## Study text
=====

Blog

By: Kazia Jankowski

Category: Panorama

Posted: March 26, 2009 11:39 AM

Tags: THE ARTS

If You Have A Reservation, How Long Can a Restaurant Keep You Waiting?

Years ago, I worked at Jax Fish House Denver as the hostess. It was my job to smile at the bachelors, make sure any couples expecting children got their tables quickly, and keep the reservation book. Most nights, the latter task required little more than checking off a two-top for a designated hour, or coordinating with the servers to set up a 10-seater. But every once in a while the evening would get complicated. A large party would linger longer than expected. Or Jax would throw a themed dinner with a seating every two hours. Inevitably, diners would stay too long, and it would become impossible to turn the tables. On these nights, when parties with reservations arrived promptly on the hour, I'd have only bar stools for them. That's when I would begin pacing. Did table 3 have its bill? Had the older couple put in a dessert order? I needed to know what dining times I was up against, because my unwritten policy was that no party with a reservation should wait longer than 15 minutes.

=====

Region pointing data:

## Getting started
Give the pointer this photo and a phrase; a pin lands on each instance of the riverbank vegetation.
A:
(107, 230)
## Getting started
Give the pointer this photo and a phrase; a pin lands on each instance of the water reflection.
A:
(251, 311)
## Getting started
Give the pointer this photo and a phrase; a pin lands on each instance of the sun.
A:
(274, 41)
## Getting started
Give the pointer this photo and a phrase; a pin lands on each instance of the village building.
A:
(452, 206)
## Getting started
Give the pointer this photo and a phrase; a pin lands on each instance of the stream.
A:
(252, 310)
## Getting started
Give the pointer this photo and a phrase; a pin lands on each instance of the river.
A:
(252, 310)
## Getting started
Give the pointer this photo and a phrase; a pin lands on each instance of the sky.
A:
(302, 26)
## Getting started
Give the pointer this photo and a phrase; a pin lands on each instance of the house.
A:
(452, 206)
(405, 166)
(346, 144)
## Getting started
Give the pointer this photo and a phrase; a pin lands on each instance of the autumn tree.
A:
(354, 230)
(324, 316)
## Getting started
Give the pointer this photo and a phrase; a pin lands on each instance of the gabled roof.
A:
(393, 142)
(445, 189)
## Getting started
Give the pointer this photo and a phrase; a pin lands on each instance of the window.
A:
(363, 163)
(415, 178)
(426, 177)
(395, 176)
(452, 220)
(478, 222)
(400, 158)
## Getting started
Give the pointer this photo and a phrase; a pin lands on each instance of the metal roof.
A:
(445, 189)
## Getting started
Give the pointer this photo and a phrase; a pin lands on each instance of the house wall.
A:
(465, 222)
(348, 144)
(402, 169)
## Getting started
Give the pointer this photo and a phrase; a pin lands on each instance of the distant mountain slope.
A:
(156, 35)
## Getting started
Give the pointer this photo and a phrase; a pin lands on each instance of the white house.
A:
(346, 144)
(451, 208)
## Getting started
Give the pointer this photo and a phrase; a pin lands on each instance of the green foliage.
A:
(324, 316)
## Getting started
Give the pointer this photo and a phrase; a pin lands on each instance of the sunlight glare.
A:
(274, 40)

=====

## Task instructions
A) Answer these about the restaurant reservations blog post:
(i) Under what category was the post filed?
(ii) How often did Jax's themed dinners have a seating?
(iii) Under the writer's unwritten policy, what was the longest a party with a reservation should wait?
B) Please pick up the restaurant reservations blog post after its final sentence and continue it.

## Task-by-task answers
A)
(i) Panorama
(ii) Every two hours
(iii) 15 minutes

B)
Just as I would hold a table for a party running 15 minutes late, I expected the same courtesy of them. But after a quarter of an hour, I'd be in trouble. I'd have to explain the situation to the manager, and she'd have to buy the table-less group an appetizer. If in another 15 minutes the table still wasn't seated, she'd have to go in for a full round of drinks, or perhaps a bottle of wine, costing the restaurant some money. Yet, despite my tension about the 15-minute rule, I respected Jax's standard of compensating missed reservations with food and drinks. It prevented disgruntled-diner scenarios and a possible lost customer. I appreciate it even more now. On numerous occasions, diners have written in to 5280 complaining of well-known restaurants that made them wait an hour or more for their reserved tables without free food or drink. An hour or more? That hardly seems fair, and were I the diner, I'd probably ditch the restaurant altogether. But then again, patience has never been my virtue. So I wonder, how long should you wait for a table you've reserved?

Comments

I definitely hate waiting when I have taken the time to make a reservation. I generally don't go to highly popular locations on weekends or special occasions - for just that reason. More than 15-20 and I start to get antsy and annoyed. More than 30 and I definitely take my business elsewhere!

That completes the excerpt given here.